## Written instruction:
Beginning with the line that contains "Where can the watch face", copy each subsequent line of the data below through the last one, including both ends but not the pictures.

## Raw records:
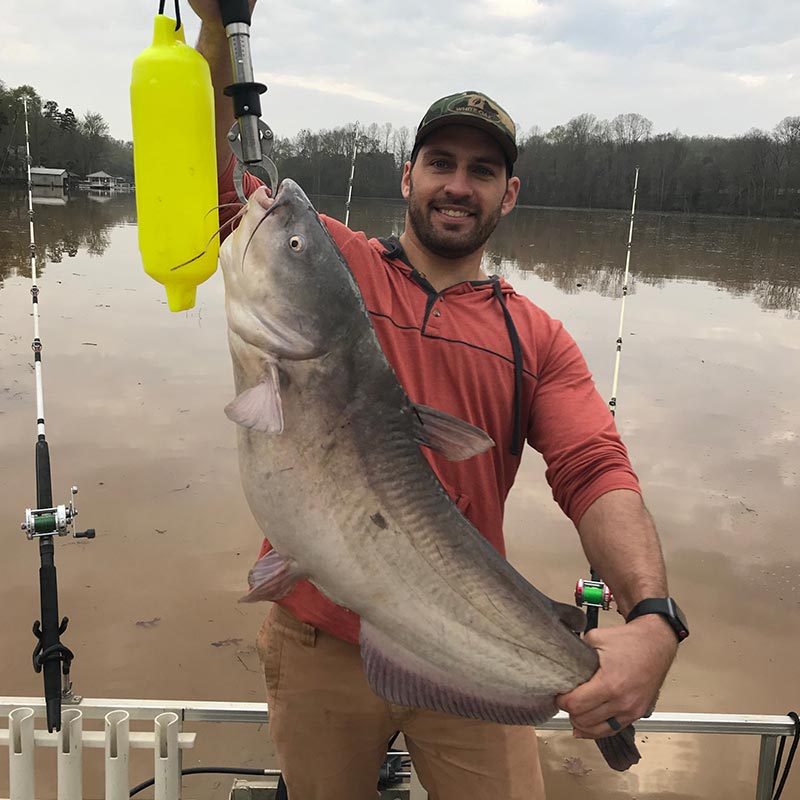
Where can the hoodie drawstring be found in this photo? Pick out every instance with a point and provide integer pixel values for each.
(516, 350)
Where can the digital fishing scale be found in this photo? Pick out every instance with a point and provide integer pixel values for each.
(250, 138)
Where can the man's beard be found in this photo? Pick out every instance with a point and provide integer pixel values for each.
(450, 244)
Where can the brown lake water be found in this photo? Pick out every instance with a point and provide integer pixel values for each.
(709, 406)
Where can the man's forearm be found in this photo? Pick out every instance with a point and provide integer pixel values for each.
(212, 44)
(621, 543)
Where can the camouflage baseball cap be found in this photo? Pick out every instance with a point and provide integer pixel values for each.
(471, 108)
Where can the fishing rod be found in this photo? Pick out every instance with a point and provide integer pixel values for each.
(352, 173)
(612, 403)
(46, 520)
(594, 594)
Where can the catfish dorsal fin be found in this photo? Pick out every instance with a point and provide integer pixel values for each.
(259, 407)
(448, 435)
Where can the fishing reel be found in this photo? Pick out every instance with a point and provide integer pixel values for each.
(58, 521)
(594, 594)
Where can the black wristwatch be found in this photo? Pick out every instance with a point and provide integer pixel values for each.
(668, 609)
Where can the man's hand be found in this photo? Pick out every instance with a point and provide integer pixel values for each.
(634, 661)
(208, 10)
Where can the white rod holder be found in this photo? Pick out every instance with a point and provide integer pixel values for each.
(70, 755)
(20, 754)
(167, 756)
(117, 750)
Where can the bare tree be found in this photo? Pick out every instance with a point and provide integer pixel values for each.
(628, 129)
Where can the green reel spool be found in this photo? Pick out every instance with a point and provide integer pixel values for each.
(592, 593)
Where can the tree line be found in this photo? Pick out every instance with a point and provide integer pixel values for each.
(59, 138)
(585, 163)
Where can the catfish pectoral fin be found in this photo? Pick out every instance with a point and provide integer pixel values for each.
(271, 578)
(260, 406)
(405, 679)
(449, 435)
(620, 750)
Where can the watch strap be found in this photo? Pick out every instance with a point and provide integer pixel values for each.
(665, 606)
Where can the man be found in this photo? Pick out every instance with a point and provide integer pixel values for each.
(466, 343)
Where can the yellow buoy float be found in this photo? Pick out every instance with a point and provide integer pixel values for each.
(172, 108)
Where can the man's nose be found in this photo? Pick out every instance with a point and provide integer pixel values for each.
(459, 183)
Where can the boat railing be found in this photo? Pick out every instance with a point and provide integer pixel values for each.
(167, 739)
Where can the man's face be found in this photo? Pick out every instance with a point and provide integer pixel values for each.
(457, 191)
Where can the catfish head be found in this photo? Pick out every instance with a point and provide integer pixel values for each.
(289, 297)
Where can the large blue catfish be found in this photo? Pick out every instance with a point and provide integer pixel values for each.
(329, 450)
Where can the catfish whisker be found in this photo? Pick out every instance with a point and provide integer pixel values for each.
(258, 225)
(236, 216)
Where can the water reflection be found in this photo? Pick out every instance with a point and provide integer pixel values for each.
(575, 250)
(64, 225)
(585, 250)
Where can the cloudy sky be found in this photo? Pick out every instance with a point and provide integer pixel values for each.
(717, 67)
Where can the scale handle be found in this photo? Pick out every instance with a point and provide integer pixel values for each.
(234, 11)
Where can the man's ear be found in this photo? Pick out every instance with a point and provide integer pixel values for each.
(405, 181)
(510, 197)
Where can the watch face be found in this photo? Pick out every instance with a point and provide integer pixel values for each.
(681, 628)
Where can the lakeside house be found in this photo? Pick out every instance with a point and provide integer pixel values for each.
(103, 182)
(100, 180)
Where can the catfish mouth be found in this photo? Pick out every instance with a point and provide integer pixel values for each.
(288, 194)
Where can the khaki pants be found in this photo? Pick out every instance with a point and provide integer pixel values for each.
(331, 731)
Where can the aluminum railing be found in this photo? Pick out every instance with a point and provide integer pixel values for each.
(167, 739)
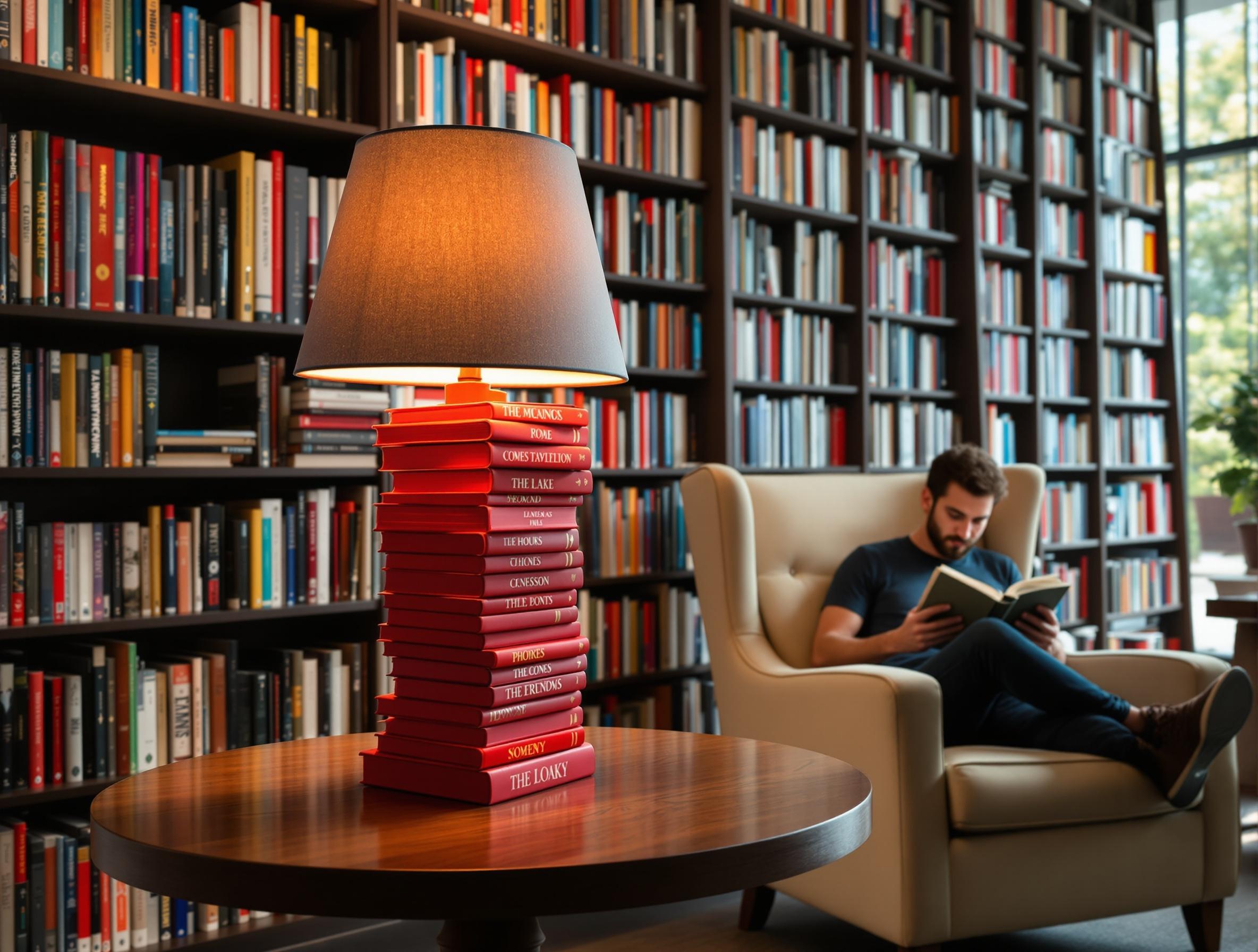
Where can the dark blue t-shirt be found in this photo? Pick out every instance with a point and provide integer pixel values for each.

## Exercise solution:
Where can the watch face be found in this photo? Pick out every instance with a point and provide integer pixel values for each.
(681, 628)
Where can the lakeside house be found in this photo? Pick out every instance with a point and provide integer pixel values for each.
(103, 182)
(100, 180)
Where can the catfish mouth be found in this photo? Pick out every instance with a point and provide integer pixel values for each.
(288, 194)
Where can the khaki pants be found in this photo? Pick out every instance with a point and provide integer pixel values for each.
(331, 731)
Where can the aluminum railing be found in this photo? Pick out every instance with a point and provide integer pixel values for each.
(167, 739)
Where can the dark blue t-shirt be found in this photo? Pick out every instance with a point and provide integer pixel values for each.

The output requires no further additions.